Task objective: Exactly as they appear below, repeat the lines from the one with "column 39, row 57" through the one with "column 36, row 81", and no others.

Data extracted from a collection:
BEGIN

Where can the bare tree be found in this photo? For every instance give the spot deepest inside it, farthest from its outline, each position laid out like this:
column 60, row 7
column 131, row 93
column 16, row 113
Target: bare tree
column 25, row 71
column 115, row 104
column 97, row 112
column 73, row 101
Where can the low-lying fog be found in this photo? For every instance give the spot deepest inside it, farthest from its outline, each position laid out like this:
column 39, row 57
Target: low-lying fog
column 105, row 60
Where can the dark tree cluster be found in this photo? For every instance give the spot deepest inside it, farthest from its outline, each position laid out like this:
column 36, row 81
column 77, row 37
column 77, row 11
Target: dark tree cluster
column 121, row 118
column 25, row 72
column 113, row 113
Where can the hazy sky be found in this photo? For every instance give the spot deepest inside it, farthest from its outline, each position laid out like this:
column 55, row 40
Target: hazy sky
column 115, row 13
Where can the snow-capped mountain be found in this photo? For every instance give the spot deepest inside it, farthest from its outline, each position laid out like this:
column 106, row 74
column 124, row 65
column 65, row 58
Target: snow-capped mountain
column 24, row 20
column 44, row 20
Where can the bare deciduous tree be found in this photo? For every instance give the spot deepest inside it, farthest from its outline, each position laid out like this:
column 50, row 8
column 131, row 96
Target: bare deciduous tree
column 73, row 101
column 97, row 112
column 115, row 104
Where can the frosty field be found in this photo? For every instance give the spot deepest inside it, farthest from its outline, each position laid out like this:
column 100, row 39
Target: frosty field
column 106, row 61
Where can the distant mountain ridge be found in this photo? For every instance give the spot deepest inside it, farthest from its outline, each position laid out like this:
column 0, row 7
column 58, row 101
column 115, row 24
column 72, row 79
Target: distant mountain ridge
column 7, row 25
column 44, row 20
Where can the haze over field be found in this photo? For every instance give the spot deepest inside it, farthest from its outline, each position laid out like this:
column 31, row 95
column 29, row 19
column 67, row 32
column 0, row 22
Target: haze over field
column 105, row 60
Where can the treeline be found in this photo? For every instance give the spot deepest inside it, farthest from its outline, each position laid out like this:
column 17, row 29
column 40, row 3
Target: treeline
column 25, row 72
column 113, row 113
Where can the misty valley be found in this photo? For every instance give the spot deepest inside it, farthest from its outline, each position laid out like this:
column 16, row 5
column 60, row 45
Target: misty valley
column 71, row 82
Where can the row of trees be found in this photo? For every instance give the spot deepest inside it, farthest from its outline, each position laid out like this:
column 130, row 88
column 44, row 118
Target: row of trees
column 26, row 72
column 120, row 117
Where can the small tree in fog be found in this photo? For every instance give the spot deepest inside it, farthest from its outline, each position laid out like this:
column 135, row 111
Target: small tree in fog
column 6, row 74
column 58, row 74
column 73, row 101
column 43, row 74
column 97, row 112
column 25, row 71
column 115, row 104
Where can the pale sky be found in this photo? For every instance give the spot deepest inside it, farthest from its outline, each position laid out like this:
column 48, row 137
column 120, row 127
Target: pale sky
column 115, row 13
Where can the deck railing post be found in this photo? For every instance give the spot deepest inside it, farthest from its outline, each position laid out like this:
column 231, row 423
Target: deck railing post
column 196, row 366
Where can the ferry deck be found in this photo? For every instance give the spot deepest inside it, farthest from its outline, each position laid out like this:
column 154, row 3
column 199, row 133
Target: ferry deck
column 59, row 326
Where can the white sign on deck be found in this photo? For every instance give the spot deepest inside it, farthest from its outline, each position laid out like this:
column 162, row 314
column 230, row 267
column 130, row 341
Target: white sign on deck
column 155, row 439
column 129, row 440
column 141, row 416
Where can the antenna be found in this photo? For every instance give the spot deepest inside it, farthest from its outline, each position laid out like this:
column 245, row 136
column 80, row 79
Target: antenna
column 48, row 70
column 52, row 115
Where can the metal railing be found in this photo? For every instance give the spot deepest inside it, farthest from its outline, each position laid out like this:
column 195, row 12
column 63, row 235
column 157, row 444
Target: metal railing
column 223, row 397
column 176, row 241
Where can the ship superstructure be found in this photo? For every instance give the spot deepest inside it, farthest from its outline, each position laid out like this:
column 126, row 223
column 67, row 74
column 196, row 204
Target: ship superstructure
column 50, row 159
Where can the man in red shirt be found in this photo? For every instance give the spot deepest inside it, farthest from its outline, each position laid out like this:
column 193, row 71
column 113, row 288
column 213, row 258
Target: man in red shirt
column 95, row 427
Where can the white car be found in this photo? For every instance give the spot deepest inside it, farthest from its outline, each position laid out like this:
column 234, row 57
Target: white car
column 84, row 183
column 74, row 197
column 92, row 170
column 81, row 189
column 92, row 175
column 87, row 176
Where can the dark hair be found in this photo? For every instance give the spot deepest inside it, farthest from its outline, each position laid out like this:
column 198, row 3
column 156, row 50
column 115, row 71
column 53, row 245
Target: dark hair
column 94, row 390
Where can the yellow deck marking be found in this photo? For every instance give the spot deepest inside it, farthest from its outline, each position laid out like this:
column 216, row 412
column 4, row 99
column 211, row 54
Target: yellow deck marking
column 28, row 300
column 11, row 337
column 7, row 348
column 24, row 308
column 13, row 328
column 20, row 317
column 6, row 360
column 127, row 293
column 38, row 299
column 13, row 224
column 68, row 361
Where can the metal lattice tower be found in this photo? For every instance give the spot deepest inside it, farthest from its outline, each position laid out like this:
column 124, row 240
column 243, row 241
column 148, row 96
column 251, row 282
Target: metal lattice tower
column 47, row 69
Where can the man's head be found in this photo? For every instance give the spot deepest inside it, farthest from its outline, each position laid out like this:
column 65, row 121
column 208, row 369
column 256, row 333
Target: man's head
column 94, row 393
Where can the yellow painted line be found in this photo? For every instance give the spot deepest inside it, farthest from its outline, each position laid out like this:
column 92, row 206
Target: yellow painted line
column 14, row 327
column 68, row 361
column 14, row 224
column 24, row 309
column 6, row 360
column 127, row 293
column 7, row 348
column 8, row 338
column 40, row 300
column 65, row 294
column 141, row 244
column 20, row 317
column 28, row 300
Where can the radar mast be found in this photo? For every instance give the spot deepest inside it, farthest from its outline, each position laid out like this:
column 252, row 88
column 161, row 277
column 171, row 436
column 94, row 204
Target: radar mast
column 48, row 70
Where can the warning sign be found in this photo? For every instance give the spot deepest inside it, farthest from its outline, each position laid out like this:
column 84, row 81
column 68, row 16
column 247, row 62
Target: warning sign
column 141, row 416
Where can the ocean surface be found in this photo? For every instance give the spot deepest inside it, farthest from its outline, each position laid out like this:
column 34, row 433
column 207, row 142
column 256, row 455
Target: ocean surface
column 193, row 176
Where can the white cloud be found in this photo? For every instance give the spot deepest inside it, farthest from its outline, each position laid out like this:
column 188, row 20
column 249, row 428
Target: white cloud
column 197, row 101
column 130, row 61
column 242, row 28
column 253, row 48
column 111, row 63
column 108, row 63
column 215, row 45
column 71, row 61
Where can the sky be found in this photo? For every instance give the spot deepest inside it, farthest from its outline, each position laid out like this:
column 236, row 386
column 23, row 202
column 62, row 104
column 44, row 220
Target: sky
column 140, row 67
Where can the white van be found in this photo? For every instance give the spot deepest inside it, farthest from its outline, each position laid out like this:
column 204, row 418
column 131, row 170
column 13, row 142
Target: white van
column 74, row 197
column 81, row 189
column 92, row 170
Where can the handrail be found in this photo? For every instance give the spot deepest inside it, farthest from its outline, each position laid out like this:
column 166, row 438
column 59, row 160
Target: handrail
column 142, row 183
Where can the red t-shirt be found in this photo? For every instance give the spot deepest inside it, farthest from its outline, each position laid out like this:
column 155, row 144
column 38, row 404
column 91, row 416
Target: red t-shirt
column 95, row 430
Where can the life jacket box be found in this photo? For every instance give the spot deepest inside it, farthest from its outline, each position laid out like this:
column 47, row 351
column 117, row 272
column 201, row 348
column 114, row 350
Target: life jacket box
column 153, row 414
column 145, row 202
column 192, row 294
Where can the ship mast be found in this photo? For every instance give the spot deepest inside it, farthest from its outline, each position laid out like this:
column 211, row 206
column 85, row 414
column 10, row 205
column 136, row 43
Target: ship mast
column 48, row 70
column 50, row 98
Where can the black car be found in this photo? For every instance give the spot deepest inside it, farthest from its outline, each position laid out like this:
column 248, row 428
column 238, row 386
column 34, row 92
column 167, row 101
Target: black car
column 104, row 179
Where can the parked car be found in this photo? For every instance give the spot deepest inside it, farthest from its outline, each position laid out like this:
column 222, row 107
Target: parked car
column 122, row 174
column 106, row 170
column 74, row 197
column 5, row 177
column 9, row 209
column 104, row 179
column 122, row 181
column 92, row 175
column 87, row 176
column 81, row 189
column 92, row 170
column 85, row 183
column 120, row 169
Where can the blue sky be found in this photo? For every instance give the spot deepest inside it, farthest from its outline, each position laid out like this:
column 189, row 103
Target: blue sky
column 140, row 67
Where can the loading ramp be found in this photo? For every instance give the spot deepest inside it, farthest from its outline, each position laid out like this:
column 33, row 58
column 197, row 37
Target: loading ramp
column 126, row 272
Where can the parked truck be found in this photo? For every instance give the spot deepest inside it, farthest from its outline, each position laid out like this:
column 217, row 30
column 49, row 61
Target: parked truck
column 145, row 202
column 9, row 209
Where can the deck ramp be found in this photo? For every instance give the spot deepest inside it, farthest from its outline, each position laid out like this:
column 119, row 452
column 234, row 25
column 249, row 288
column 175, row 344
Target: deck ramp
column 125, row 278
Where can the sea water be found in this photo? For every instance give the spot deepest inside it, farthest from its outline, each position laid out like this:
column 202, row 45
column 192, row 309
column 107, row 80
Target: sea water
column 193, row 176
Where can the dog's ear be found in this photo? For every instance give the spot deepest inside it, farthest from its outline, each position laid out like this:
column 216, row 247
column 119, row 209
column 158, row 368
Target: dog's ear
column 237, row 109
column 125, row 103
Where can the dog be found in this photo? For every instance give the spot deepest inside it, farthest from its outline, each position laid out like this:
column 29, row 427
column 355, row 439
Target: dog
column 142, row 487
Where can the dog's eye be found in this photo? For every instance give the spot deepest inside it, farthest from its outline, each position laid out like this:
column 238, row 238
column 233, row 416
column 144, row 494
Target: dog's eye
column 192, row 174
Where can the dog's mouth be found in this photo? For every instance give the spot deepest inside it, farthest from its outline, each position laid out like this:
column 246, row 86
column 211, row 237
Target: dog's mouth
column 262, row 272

END

Answer to this exercise:
column 39, row 57
Target: low-lying fog
column 105, row 60
Where can the dark tree cluster be found in this photo? For every instance give the spot deepest inside it, farthest from its outline, each position laid out like this:
column 36, row 81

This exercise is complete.